• **PROBLEM DETAILS**
Produce the full set of records below once more, exactly as they stand.

• **RECORD EXTRACTS**
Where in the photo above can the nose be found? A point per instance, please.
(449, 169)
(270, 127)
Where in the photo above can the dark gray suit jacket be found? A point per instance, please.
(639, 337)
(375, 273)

• **COMPLETED EXERCISE**
Where in the photo above can the nose be found? A point per instance, please.
(449, 169)
(270, 127)
Where in the photo above can the dark gray suit jacket be found? A point per instance, please.
(639, 337)
(375, 273)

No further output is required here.